- **Work to be completed**: Pick out every row below that contains the word "water" and copy each one in full. Case matters, so copy only rows where the capital and small letters match.

- **Task data**:

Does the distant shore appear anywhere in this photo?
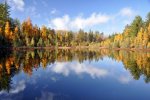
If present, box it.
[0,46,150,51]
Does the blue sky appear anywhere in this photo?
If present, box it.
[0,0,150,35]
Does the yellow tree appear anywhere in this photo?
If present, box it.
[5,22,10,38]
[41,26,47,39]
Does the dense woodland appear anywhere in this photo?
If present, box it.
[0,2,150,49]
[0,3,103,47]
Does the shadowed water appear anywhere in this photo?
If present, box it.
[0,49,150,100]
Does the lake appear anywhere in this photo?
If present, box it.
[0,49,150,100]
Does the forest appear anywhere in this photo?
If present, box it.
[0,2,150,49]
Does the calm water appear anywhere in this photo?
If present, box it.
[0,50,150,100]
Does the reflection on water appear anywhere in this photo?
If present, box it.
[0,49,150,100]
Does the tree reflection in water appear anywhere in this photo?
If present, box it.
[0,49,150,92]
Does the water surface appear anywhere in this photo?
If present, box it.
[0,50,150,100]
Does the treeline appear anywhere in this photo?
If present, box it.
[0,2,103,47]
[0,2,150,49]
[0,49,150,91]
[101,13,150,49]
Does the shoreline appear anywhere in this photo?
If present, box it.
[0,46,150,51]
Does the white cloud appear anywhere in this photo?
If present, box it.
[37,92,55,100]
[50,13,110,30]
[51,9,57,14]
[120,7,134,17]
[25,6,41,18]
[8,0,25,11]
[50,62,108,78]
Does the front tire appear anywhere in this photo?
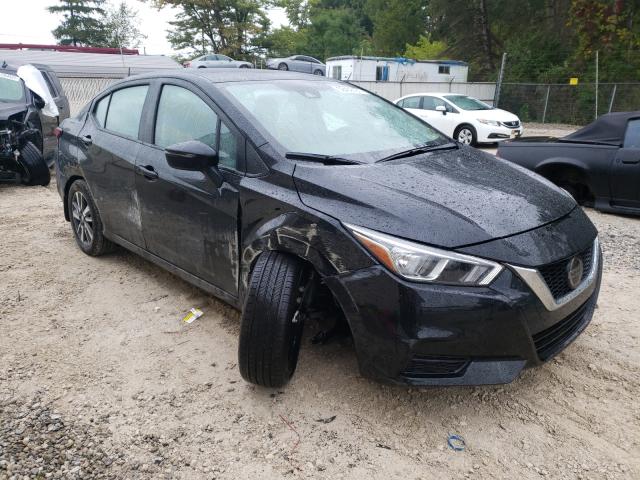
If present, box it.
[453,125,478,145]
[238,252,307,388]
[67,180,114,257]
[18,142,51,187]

--

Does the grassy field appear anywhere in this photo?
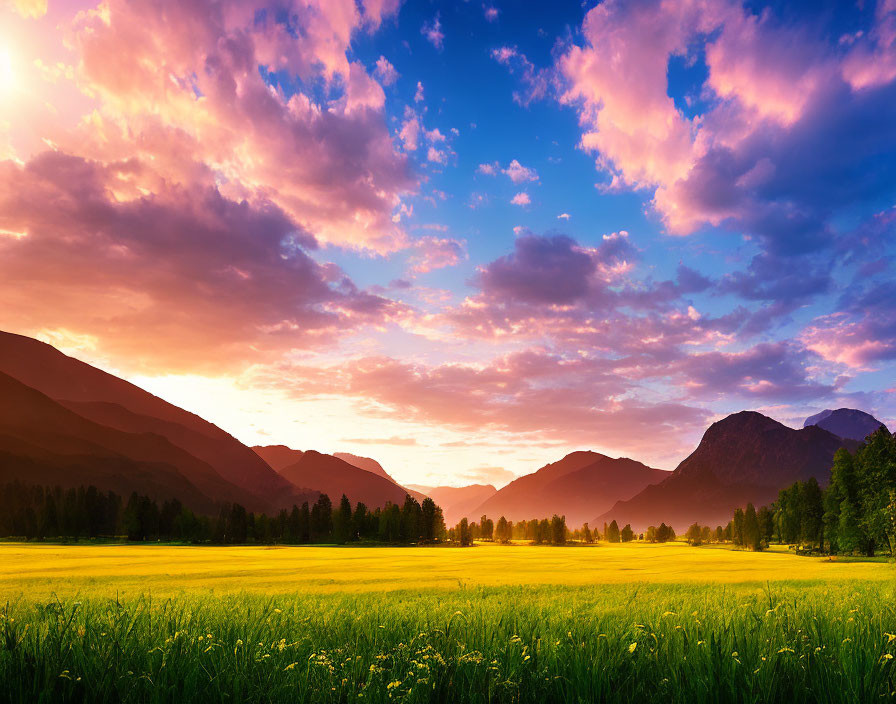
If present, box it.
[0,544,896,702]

- **Worked answer**:
Does the shadowed water appear anywhere in this photo?
Does the calm water appear anywhere in this photo?
Does the reflection on water appear anywhere in this photo?
Does the tree reflection in water appear anywhere in this photo?
Does the water surface appear anywhere in this photo?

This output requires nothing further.